### Task prompt
Rewrite the records below, substituting "image coordinates" for every occurrence of "pixel coordinates" and leaving all other text unchanged.

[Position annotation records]

********************

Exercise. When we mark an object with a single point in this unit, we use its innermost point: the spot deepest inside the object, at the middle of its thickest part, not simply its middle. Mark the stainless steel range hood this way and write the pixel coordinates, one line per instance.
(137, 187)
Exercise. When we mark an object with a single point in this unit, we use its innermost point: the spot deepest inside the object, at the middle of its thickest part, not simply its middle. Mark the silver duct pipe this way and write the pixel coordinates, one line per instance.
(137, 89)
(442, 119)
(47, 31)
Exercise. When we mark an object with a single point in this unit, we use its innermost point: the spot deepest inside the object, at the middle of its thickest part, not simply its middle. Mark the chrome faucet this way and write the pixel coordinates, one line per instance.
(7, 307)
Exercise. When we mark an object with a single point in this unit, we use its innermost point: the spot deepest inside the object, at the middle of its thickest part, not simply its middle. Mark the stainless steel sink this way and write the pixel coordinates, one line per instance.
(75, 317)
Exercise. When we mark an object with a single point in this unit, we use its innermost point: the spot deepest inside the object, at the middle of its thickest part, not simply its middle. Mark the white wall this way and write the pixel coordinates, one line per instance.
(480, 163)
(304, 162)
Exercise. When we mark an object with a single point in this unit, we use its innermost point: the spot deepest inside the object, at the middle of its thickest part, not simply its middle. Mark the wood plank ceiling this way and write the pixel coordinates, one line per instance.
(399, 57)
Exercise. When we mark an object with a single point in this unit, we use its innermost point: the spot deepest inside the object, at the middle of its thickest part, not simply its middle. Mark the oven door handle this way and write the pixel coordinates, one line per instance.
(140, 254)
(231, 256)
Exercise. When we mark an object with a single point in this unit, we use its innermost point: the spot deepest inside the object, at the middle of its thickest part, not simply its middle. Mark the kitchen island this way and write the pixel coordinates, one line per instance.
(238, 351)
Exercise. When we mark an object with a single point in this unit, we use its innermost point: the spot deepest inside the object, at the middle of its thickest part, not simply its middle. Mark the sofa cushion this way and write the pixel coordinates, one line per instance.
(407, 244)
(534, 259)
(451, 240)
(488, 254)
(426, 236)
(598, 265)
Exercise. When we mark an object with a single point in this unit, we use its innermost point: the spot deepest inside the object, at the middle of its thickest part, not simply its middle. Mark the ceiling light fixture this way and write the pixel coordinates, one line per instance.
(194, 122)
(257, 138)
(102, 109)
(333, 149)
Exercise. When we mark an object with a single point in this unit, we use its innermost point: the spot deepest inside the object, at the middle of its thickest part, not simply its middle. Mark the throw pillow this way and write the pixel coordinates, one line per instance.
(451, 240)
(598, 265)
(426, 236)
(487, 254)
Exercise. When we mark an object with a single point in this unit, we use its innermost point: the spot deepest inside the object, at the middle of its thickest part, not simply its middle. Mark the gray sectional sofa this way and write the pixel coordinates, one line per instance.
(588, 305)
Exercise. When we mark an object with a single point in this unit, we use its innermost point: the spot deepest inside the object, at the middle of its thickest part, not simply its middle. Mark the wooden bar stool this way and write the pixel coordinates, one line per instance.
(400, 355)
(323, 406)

********************

### Answer to this problem
Exercise. When we mark an object with a single point in this unit, we use its innermost point: the spot deepest inside the object, at the middle of its thickest part, not simply its middle. Mark the stainless steel range hood this way and write the image coordinates, one line per instance.
(137, 187)
Exercise. When we mark an object with a single point in this unit, we use its innermost point: the spot deepest inside the object, at the middle of its thickest part, not simply its middle. Mark the silver duct pipe this way and write the image coordinates, one line per instance.
(137, 89)
(442, 119)
(47, 31)
Exercise. When we mark an object with a single point in this unit, we use its innermost point: the spot deepest inside the object, at the middle of its thickest part, not simply its middle. Mark the chrome faucet this way and write the image coordinates, one line per instance.
(7, 307)
Exercise. When we mark an object with a single point in this unit, we use its innermost point: the spot deepest inside the object, at the middle of its thickest part, not simply its middle. Mark the stainless steel sink this way and write the image coordinates, one line per instance.
(75, 317)
Exercise. When we mark an object with a single point in this unit, we use its innermost point: the spot deepest inside the object, at the middle of its thickest part, not simply its middle. Mark the white wall this way and write the image coordinates, one line per instance.
(480, 163)
(304, 162)
Exercise. When we mark an object with a single point in this unit, we use its innermost point: the spot deepest inside the object, at the middle of its thickest part, not simply its middle. Mark the wood plank ceiling this way and write the image coordinates, one line per instance.
(399, 57)
Exercise. When we mark an object with a single point in this unit, we use its innermost point: the spot deepest inside the object, at the middle of its thickest part, not simply its middle. Mark the oven door handle this way and write the image coordinates, one line per instance.
(140, 254)
(231, 256)
Exercise. When we mark an object with a single point in this unit, we use its innermost point: the spot deepest inside the object, at the middle of its thickest part, not simply its middle. Mark the kitchen island this way and write the image coordinates, one line per instance.
(238, 351)
Exercise. When we mark an object with a single point in this unit, we use its innermost point: the spot deepest inside the object, at the middle of its thickest part, not simply its middle. Mark the sofa cushion this way and write the image coordinates, one line per instance.
(407, 244)
(534, 259)
(451, 240)
(488, 254)
(426, 236)
(598, 265)
Exercise. When we mark an object with a single point in this unit, we use its innermost point: the spot deepest inside the object, at the middle of its thickest part, not simply its middle. Mark the ceiling light fixture this way and write the image coordinates, one line per instance.
(194, 122)
(257, 138)
(102, 109)
(333, 149)
Exercise. When we mark an object with a single point in this unit, we use its innermost point: the spot deepest inside the object, at the middle of its thickest part, not simply its middle. Mark the throw pillow this way and write the image coordinates, one line per instance.
(451, 240)
(598, 265)
(426, 236)
(487, 254)
Exercise. When we mark an object with a single point in this unit, we use its innermost point: the spot deepest inside the object, at the middle of its thickest part, not simply its middle. Mark the gray sectional sofa this way and write the image coordinates, one line per instance.
(588, 305)
Exercise. When we mark an object with a single point in this unit, we use its innermost point: the spot deepest inside the object, at the middle of its thickest part, not simply its middle. Mark the wooden bar stool this way and write the image coordinates, one line per instance.
(400, 355)
(323, 406)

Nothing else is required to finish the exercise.